_TEKS BACAAN:_
--------------------
INIPASTI.COM – Penandatanganan Nota Kesepahaman (MoU) antara Bank Rakyat Indonesia (BRI) dan Pimpinan Pusat Muhammadiyah (PP Muhammadiyah) pada tanggal 17 Juli 2024 di Yogyakarta menimbulkan berbagai reaksi.
Ketua PP Muhammadiyah, Anwar Abbas, menyatakan mufaraqah atau melepaskan diri dari hal tersebut.
Menurut Anwar Abbas, fatwa Majelis Tarjih Muhammadiyah menyatakan bahwa bunga bank (interest) adalah riba dan haram.
Kerjasama dengan BRI, yang menerapkan sistem ribawi, dianggap melanggar syariah dan aturan organisasi.
Penandatanganan MoU ini mengejutkan banyak warga dan pimpinan Muhammadiyah di berbagai tingkatan. Mereka mengetahui bahwa Muhammadiyah tidak hanya sekadar organisasi yang harus dikelola dengan baik, tetapi juga merupakan gerakan Islam.
Sebagai gerakan Islam, Muhammadiyah memberikan otoritas kepada Majelis Tarjih untuk mengeluarkan fatwa yang harus diikuti oleh seluruh anggota.
Fatwa tertinggi yang dikeluarkan oleh Majelis Tarjih adalah keputusan Musyawarah Nasional (Munas) Majelis Tarjih, yang telah ditanfidz atau diberlakukan secara resmi oleh PP Muhammadiyah.
--------------------
_BAHAN YANG DISEDIAKAN:_
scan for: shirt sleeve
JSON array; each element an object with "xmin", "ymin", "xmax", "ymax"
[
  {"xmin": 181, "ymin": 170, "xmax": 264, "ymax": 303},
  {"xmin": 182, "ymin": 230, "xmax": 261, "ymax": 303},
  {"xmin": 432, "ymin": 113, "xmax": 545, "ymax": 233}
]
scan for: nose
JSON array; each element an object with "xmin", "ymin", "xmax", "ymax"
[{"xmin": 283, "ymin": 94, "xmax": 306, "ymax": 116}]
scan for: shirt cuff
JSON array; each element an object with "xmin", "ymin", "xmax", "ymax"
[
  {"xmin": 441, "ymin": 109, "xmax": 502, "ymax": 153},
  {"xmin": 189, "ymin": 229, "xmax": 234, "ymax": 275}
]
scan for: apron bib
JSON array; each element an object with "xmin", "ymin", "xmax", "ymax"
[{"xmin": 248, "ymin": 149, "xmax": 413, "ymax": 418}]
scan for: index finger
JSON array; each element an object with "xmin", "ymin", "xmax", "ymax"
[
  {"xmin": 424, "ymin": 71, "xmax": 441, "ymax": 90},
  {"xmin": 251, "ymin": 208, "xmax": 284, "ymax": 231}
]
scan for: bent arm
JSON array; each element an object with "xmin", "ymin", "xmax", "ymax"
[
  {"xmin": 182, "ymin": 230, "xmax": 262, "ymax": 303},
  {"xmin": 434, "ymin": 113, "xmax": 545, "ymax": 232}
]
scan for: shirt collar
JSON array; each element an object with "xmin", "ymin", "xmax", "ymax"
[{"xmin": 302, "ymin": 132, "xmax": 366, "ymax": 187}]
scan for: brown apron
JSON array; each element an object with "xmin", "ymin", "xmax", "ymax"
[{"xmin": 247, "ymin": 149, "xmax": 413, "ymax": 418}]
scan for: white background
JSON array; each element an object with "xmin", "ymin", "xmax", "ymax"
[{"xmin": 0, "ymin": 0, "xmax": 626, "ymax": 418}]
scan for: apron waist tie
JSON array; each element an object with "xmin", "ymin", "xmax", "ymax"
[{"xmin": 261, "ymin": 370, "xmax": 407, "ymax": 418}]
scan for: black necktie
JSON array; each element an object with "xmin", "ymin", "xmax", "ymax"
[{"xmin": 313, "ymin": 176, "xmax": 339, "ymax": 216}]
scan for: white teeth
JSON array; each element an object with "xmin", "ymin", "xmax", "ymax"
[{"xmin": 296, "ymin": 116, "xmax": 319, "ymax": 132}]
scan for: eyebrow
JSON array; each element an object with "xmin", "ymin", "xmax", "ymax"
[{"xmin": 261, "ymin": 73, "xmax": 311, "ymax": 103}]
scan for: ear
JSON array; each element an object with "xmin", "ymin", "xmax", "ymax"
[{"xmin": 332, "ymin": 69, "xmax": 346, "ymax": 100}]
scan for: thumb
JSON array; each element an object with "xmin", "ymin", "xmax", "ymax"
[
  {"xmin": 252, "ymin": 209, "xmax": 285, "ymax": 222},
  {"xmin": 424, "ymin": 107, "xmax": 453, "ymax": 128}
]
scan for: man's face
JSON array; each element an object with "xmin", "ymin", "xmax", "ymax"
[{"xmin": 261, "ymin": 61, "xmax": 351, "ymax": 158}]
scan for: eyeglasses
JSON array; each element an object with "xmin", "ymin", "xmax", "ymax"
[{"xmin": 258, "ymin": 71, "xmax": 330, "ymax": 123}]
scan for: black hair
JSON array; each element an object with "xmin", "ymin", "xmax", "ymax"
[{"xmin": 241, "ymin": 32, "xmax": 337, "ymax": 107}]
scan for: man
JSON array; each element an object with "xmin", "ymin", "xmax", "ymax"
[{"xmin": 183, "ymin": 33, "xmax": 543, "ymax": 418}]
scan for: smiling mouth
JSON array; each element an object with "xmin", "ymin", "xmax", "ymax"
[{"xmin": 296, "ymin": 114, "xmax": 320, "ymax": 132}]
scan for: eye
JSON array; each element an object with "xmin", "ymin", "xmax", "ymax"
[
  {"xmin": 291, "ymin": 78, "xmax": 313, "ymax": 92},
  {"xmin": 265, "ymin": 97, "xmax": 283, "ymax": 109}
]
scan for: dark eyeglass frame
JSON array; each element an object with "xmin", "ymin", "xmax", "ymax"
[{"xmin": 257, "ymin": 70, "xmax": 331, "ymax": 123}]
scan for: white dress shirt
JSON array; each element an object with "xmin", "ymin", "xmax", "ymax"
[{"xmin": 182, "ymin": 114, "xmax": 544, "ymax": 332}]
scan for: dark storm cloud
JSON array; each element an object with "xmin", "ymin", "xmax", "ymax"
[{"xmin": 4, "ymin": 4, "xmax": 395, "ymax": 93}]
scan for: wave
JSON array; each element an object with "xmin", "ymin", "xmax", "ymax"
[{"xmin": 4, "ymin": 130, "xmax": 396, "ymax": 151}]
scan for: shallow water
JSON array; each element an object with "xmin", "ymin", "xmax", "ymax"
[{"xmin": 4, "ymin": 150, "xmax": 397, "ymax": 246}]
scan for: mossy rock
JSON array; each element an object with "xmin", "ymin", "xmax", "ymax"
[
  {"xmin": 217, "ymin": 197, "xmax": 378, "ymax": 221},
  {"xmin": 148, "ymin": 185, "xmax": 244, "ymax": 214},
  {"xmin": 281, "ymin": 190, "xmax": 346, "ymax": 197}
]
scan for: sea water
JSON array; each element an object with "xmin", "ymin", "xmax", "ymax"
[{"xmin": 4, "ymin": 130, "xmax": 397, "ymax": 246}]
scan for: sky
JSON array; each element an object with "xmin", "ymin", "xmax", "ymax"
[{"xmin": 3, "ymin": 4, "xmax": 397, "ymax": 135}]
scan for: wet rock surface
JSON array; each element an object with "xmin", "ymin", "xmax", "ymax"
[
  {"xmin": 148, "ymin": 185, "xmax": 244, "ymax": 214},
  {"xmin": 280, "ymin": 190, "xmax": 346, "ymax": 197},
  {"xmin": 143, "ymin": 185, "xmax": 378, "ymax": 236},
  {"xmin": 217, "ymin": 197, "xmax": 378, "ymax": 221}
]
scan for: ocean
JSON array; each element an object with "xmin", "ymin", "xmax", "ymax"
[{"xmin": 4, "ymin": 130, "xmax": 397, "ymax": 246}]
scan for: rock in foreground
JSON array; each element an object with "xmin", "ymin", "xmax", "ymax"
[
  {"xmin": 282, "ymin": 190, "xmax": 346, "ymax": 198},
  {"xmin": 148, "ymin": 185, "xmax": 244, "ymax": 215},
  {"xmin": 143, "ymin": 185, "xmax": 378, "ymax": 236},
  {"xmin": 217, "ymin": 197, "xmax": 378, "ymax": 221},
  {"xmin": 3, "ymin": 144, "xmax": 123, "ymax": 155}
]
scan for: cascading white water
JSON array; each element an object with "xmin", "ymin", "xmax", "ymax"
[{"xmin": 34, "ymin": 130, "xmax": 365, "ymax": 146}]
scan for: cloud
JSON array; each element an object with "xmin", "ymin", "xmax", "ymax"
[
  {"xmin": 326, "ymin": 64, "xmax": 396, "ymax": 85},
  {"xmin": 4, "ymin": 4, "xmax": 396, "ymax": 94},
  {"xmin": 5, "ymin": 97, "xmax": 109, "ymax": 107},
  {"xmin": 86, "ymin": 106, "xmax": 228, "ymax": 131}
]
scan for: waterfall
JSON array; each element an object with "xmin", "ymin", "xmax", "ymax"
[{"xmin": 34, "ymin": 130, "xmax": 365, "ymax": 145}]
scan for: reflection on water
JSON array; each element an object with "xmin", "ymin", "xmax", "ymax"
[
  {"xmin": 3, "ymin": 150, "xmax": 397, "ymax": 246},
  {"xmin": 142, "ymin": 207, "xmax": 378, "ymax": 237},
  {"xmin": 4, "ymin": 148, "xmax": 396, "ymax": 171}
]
--------------------
_TANTANGAN:_
a: Tuliskan kembali bagian teks bacaan tentang MoU BRI dan Muhammadiyah, dimulai dari kata-kata yang memuat "Menurut Anwar Abbas, fatwa" dan berhenti setelah "dan aturan organisasi.".
b: Laporkan setiap baris di atas yang memuat string "apron", dengan memperhatikan perbedaan huruf besar dan huruf kecil.

_JAWABAN LENGKAP:_
a:
Menurut Anwar Abbas, fatwa Majelis Tarjih Muhammadiyah menyatakan bahwa bunga bank (interest) adalah riba dan haram.
Kerjasama dengan BRI, yang menerapkan sistem ribawi, dianggap melanggar syariah dan aturan organisasi.

b:
scan for: apron bib
scan for: brown apron
scan for: apron waist tie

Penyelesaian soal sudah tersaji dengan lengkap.